#### [RECORDS SUPPLIED]
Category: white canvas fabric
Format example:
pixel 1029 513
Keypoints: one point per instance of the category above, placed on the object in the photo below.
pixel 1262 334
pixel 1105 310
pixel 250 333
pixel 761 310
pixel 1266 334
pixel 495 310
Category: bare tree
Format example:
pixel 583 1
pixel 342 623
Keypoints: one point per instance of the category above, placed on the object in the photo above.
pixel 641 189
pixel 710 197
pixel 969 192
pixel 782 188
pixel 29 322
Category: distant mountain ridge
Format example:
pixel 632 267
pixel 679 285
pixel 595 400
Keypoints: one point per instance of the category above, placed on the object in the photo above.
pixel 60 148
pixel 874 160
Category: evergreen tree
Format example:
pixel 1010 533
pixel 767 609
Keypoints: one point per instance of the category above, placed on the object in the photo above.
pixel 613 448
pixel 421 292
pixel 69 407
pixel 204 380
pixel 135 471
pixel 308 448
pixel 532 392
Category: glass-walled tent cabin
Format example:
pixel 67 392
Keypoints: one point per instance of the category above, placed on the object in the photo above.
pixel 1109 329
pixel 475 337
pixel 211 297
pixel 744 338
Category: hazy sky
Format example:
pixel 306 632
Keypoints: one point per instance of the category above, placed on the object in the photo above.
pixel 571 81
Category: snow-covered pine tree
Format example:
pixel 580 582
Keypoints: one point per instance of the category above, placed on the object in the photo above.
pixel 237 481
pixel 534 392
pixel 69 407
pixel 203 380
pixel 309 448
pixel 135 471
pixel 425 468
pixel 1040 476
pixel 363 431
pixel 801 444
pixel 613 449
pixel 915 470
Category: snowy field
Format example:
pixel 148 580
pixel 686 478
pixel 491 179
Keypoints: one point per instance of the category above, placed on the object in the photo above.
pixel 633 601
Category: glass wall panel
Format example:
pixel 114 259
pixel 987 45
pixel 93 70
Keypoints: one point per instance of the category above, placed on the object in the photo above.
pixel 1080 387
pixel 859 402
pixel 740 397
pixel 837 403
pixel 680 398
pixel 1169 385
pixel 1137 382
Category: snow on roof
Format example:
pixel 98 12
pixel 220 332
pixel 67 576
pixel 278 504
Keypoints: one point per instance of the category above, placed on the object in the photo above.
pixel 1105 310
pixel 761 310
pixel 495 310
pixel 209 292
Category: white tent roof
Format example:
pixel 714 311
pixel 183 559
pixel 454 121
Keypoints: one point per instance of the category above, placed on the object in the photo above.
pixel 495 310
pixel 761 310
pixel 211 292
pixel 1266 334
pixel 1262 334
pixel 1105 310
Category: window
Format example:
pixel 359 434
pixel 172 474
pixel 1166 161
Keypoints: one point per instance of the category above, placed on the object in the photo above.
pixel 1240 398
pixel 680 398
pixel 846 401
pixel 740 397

#### [ACTION ITEM]
A copy of each line above that holds the word "white" is the expected answer.

#### [RESPONSE TO THE TASK]
Category: white canvas fabric
Category: white tent roof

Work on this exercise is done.